◆ **TEXTE À LIRE**:
┄┄┄┄┄┄┄┄┄┄┄┄┄┄┄┄┄┄┄┄

La contribution des musulmans à l’expédition de Christophe Colomb fait partie de l’Histoire occultée que l’Occident a relégué aux oubliettes. Il n’y a pratiquement pas de professeurs d’histoire européens ou américains qui enseignent que les musulmans permirent aux Européens de « découvrir » l’Amérique et encore moins qu’ils entreprirent des voyages vers le Nouveau Monde plusieurs siècles avant que Colomb ne soit né.
Les expéditions musulmanes vers le continent américain devraient pourtant susciter estime et admiration du fait qu’elles n’aient jamais abouti à une colonisation, un génocide ou un asservissement des peuples indigènes. Les rencontres et les échanges entre musulmans et Amérindiens se sont toujours déroulés dans le respect et la dignité.
A contrario, les conquistadores[1]Les conquérants espagnols et portugais qui sont partis au XVIe siècle pour dévaster le Nouveau Monde. eurent une approche tout à fait différente. La colonisation des Espagnols en Amérique a non seulement démontré à quel point ces derniers furent xénophobes et antisémites, mais aussi et surtout islamophobes…
CHRISTOPHE COLOMB, UN CROISÉ RETARDATAIRE
Qu’avaient à voir les conquistadores de l’Amérique avec le combat antimusulman que menaient les Européens en Orient ? Beaucoup, car les chefs d’expédition espagnols furent bien plus que des explorateurs à la recherche d’or. On avait affaire à des « catholicistes » radicaux dont l'idéologie intégriste justifiait les campagnes terroristes qu'ils menèrent à échelle mondiale et dans lesquelles périrent plusieurs dizaines de millions d’innocents.

┄┄┄┄┄┄┄┄┄┄┄┄┄┄┄┄┄┄┄┄

◆ **CONSIGNE**:
Dites si chaque affirmation concorde avec le texte sur les expéditions musulmanes vers l’Amérique, en répondant par oui ou par non et en citant les mots exacts du texte qui tranchent. 1. Les rencontres entre musulmans et Amérindiens se sont toujours faites dans le respect. 2. Les expéditions musulmanes ont abouti à la colonisation des peuples indigènes. 3. Les chefs d’expédition espagnols n’étaient que des explorateurs en quête d’or. Les données forment un ensemble distinct du texte sur les expéditions musulmanes vers l’Amérique.

┄┄┄┄┄┄┄┄┄┄┄┄┄┄┄┄┄┄┄┄

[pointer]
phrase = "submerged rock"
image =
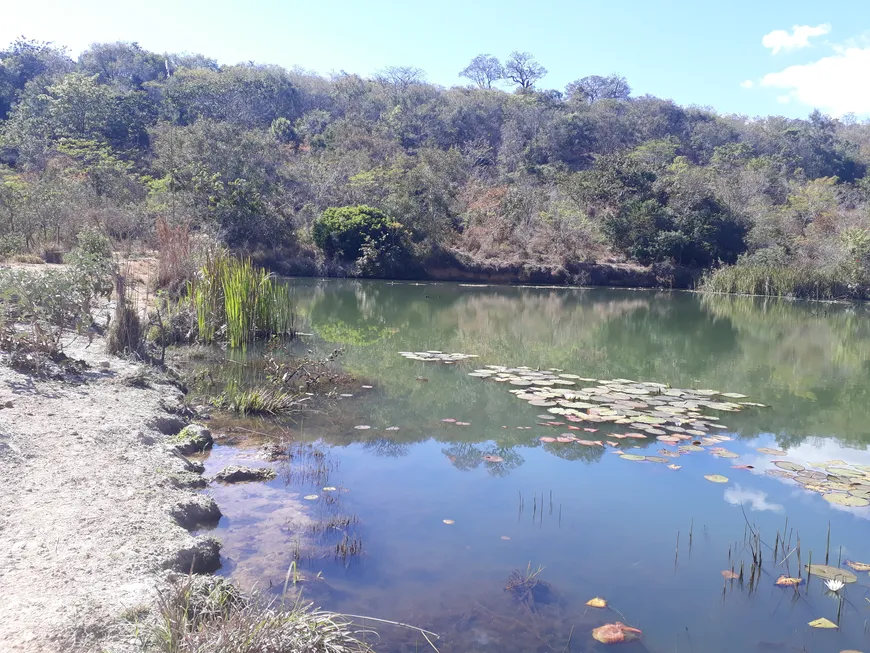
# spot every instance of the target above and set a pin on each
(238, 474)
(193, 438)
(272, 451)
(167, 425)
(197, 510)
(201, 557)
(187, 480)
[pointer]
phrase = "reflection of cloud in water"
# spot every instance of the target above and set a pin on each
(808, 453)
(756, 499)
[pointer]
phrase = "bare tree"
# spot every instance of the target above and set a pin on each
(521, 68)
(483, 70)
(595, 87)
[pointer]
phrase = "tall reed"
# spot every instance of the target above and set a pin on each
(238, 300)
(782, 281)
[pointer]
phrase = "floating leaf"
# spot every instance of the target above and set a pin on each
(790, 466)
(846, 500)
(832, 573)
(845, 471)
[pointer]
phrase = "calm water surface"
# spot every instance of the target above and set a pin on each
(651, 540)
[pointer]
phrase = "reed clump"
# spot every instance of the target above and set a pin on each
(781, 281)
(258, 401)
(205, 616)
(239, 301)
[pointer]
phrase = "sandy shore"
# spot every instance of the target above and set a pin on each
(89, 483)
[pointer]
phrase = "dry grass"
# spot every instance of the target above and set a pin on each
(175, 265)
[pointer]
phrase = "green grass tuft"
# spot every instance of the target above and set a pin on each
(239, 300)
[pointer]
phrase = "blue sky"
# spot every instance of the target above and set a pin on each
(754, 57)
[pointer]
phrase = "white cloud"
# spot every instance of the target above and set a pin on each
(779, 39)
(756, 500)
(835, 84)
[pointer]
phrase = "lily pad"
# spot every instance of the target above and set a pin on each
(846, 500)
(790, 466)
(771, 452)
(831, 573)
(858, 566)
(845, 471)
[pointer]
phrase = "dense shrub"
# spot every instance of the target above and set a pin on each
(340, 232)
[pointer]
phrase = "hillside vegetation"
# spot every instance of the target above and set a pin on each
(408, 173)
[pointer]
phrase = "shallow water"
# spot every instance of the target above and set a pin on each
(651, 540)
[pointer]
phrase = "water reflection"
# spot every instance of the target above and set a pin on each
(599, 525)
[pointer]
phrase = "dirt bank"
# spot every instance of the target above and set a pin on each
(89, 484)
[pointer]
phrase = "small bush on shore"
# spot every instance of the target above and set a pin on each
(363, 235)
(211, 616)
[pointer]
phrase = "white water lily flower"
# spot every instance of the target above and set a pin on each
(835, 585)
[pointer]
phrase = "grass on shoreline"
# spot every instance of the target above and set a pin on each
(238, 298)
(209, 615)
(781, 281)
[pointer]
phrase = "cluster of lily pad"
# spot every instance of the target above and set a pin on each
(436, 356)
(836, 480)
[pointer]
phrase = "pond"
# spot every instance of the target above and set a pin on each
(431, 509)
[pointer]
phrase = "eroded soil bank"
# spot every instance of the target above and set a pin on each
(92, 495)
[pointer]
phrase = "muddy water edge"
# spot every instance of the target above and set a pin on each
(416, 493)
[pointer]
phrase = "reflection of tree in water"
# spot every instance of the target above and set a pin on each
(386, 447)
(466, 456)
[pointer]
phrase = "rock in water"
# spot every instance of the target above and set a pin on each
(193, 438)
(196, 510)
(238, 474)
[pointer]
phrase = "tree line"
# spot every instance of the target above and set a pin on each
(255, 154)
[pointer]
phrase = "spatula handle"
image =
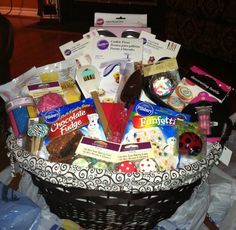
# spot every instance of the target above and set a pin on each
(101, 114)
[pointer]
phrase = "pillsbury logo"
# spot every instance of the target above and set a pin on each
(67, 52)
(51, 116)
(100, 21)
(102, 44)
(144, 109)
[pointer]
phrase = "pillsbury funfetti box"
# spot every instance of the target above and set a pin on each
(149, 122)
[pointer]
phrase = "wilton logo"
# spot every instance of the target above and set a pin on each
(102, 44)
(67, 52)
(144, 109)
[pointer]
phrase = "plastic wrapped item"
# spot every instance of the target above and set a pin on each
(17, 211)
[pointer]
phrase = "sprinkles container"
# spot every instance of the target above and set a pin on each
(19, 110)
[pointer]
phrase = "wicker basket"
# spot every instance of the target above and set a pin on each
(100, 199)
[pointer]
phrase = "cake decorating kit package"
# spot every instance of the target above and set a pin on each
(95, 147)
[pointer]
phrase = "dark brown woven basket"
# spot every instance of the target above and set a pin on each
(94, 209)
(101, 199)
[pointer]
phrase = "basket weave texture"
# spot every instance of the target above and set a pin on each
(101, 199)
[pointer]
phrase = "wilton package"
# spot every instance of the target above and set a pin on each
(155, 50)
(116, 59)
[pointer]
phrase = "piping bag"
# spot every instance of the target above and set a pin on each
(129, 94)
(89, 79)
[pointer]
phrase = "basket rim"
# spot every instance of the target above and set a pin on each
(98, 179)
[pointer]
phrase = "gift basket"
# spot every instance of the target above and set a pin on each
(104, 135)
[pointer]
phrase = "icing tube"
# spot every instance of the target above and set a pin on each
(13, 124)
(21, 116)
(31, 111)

┄┄┄┄┄┄┄┄┄┄┄┄┄┄┄┄┄┄┄┄

◆ **RÉPONSE**:
1. Oui : « Les rencontres et les échanges entre musulmans et Amérindiens se sont toujours déroulés dans le respect et la dignité. »
2. Non : « elles n’aient jamais abouti à une colonisation, un génocide ou un asservissement des peuples indigènes »
3. Non : « les chefs d’expédition espagnols furent bien plus que des explorateurs à la recherche d’or »